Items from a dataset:
◇ ◇ ◇

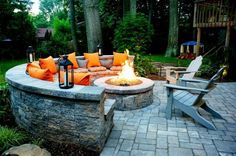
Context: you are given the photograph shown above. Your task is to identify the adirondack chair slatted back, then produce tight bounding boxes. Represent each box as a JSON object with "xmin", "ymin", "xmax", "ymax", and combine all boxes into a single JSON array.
[
  {"xmin": 204, "ymin": 67, "xmax": 225, "ymax": 90},
  {"xmin": 182, "ymin": 56, "xmax": 203, "ymax": 79},
  {"xmin": 192, "ymin": 67, "xmax": 225, "ymax": 106}
]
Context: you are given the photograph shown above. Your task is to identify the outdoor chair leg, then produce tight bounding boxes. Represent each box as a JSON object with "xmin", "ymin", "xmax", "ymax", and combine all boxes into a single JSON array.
[
  {"xmin": 166, "ymin": 89, "xmax": 174, "ymax": 120},
  {"xmin": 201, "ymin": 103, "xmax": 224, "ymax": 119},
  {"xmin": 185, "ymin": 108, "xmax": 216, "ymax": 130},
  {"xmin": 166, "ymin": 102, "xmax": 172, "ymax": 119}
]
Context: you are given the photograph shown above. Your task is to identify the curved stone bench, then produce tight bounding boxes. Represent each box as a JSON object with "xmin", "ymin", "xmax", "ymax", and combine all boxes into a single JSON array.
[{"xmin": 5, "ymin": 64, "xmax": 115, "ymax": 152}]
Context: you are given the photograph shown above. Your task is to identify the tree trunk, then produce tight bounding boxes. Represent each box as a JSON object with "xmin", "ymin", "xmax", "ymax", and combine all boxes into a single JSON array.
[
  {"xmin": 148, "ymin": 0, "xmax": 153, "ymax": 31},
  {"xmin": 82, "ymin": 0, "xmax": 102, "ymax": 52},
  {"xmin": 123, "ymin": 0, "xmax": 130, "ymax": 17},
  {"xmin": 123, "ymin": 0, "xmax": 136, "ymax": 17},
  {"xmin": 165, "ymin": 0, "xmax": 179, "ymax": 57},
  {"xmin": 130, "ymin": 0, "xmax": 136, "ymax": 16},
  {"xmin": 68, "ymin": 0, "xmax": 79, "ymax": 52}
]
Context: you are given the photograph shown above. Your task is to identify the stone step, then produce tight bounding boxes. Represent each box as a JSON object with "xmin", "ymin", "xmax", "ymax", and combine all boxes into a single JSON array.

◇ ◇ ◇

In repeating the lines above, keep the wording exact and leave every picture out.

- _SOLUTION FOR THIS PROBLEM_:
Context: you are given the photograph shown above. Your task is to identify the adirondack chair slatted back, then produce tight bounding boxes. Represent each box as a JSON object with "xmin", "ymin", "xmax", "ymax", and combine all boxes into a single JSON array.
[
  {"xmin": 204, "ymin": 67, "xmax": 225, "ymax": 90},
  {"xmin": 182, "ymin": 56, "xmax": 203, "ymax": 79},
  {"xmin": 192, "ymin": 67, "xmax": 225, "ymax": 106}
]
Context: you are given the photograph shown above. Your task is to identify the outdoor chair leg, then produce tight bounding boxes. Represent each box as a JSON object with "xmin", "ymin", "xmax", "ymax", and combine all boxes into a single JSON array.
[
  {"xmin": 166, "ymin": 89, "xmax": 174, "ymax": 120},
  {"xmin": 201, "ymin": 103, "xmax": 224, "ymax": 119},
  {"xmin": 185, "ymin": 108, "xmax": 216, "ymax": 130},
  {"xmin": 166, "ymin": 102, "xmax": 172, "ymax": 119}
]
Context: you are given the photograph shown above. Your task is to identify the curved stone bench, then produce tight bounding boxes. Represent each box as a JSON object with "xmin", "ymin", "xmax", "ymax", and combine all boxes into a single JSON array.
[{"xmin": 5, "ymin": 64, "xmax": 115, "ymax": 152}]
Context: you are given the photograph shown above. Your task is to identify the tree trunk, then produce tight bounding boxes. Represent each box as a JSON object with "xmin", "ymin", "xmax", "ymax", and combine all boxes into a single JSON array.
[
  {"xmin": 148, "ymin": 0, "xmax": 153, "ymax": 31},
  {"xmin": 82, "ymin": 0, "xmax": 102, "ymax": 52},
  {"xmin": 123, "ymin": 0, "xmax": 130, "ymax": 17},
  {"xmin": 123, "ymin": 0, "xmax": 136, "ymax": 17},
  {"xmin": 165, "ymin": 0, "xmax": 179, "ymax": 57},
  {"xmin": 130, "ymin": 0, "xmax": 136, "ymax": 16},
  {"xmin": 68, "ymin": 0, "xmax": 79, "ymax": 52}
]
Context: you are given the photograph shown above. Your task is to identify the stone step, then produce tight bounding boxes. Represent each box as a JSON object with "xmin", "ymin", "xmax", "ymax", and combine all boxes into a single JSON array.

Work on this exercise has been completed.